## BEGIN RECORDED DATA

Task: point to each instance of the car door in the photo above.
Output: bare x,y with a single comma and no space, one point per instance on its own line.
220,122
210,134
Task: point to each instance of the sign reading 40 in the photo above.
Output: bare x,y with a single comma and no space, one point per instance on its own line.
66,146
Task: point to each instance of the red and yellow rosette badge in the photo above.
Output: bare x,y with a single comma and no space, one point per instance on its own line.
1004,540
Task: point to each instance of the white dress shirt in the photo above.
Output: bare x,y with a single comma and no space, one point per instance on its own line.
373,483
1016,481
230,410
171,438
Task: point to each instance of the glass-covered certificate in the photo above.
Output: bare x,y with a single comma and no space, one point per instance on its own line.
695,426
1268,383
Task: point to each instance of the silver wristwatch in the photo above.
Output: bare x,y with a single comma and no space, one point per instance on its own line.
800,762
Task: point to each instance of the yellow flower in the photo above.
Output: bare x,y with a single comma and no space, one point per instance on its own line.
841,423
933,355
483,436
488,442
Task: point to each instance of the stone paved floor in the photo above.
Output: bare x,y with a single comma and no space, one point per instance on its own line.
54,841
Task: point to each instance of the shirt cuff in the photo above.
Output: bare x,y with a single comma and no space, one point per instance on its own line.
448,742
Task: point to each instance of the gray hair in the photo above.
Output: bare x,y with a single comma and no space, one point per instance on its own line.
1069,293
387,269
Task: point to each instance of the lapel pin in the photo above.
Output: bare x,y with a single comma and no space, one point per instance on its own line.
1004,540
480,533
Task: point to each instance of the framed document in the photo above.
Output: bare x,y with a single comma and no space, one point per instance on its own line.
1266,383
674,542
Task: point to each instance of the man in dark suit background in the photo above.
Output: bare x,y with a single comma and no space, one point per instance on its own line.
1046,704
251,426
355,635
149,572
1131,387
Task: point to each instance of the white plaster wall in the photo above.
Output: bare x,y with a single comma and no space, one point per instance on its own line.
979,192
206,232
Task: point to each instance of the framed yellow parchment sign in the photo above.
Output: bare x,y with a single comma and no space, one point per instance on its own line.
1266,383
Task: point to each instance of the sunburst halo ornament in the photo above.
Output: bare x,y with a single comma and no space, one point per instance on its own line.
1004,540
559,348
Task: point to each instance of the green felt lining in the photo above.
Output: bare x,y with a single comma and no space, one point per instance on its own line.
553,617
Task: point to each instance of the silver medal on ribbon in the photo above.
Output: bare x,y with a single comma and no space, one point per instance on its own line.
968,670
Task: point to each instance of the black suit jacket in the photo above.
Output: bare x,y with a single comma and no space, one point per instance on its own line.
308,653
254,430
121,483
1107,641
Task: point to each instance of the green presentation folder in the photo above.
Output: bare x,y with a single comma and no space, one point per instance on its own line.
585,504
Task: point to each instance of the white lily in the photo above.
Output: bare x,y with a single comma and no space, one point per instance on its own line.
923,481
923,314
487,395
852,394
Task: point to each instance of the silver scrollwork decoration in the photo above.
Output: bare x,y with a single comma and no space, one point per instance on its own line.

## END RECORDED DATA

→ WRITTEN INSTRUCTION
Reproduce every row above word for word, with nothing changed, added, or left out.

→ REPLY
Task: point to each instance of the car door in the photo above.
Output: bare x,y with a single comma and no space, one point per instance on its own line.
220,122
210,134
Task: point to each instance of the sign reading 40 in the photo above.
Output: bare x,y with a single comma and no space, one point per instance on its own line.
66,146
Task: point to each instance of the red and yellow rosette badge in the photo above.
Output: bare x,y with a single comma and no space, one point per instance on its own line.
1004,540
Task: point to each instance of the white dress shirt in the photo above.
Output: bare x,y with a single comma and no space, one point per instance on its own line.
373,483
1016,481
230,410
171,438
Task: point to each instance of the glass-covered certificate in the photo above.
Output: bare x,y with a single comma and no space, one point per instance on its own line.
695,426
1268,383
Task: point to each instance of the silver wristwatch in the photo above.
Output: bare x,y with a single comma and no space, one point per instance on its own line.
800,762
Task: point to each instance of the yellow flower in the photo above.
Output: bare x,y with a single comma and no space, one point per instance on its own line.
841,423
933,355
483,436
488,442
Task: point to each instance of the stone paved floor in the photo above.
Output: bare x,y with a single comma and no space, one point per instance on its own line.
54,841
Task: point to each instance of the shirt cuff in the photo above.
Output: bare x,y with a single comma and no space, one point per instance on its own line.
448,742
Task: point to each instance of the gray hair in the photo above.
Output: bare x,y with a single comma and no space, one point per instance on its own line.
1069,293
387,269
Task: point to each instance of the lapel pin in the photo above.
Output: bare x,y with a single comma and no space, one point per instance on its own line.
1004,540
480,533
Task: point to each instance of the framed document in the photo above.
Output: bare x,y with a single comma and no space, one point per instance on its own line.
1266,383
674,542
Task: point to each instance of the man in dark suit background in the photo above.
Output: bare x,y with a single comma and no space, one point per instance on its own line.
1046,704
251,426
355,635
149,572
1131,387
Task: point to each instance of the white plaster wall in the photo above.
Output: bare x,y with a single comma and no space, one point per instance on its own line.
979,192
206,232
Task: point to each instance of the framed yellow parchment sign in the photo above.
Output: bare x,y with a single comma and no space, one point per instance on its own line.
1266,383
Task: point to each instance of the sunburst halo ornament in the photo above.
Output: bare x,y with a single comma and no space, one point per instance on its own line.
1004,540
559,348
Task: point to each instance of the green felt lining in the photo above.
Output: bare x,y with a single comma and no space, one point per instance on its own line.
553,617
Task: point to each instance of the silver medal on ribbon in the photo above.
Output: bare x,y with a single comma and no space, one point per instance on its own line.
968,670
Task: point to each instance of the black suit jacket in the photo above.
Output: bare x,y with a single comma and no space, one point per instance on its own line.
308,653
254,430
121,483
1107,641
Task: point to each instance of the green presentation folder in the photo above.
Output: bare x,y with a single comma and no space, one point per instance on its own line.
585,504
Task: point to each instance of the white lily in the photo above.
Output: bare x,y with a single comma and no space, one point per instance on its own line.
923,481
923,314
487,395
852,394
Task: point to each instance of the silver scrollwork decoration in the photo above.
Output: bare x,y with a single comma and no space, one point per instance on its own line.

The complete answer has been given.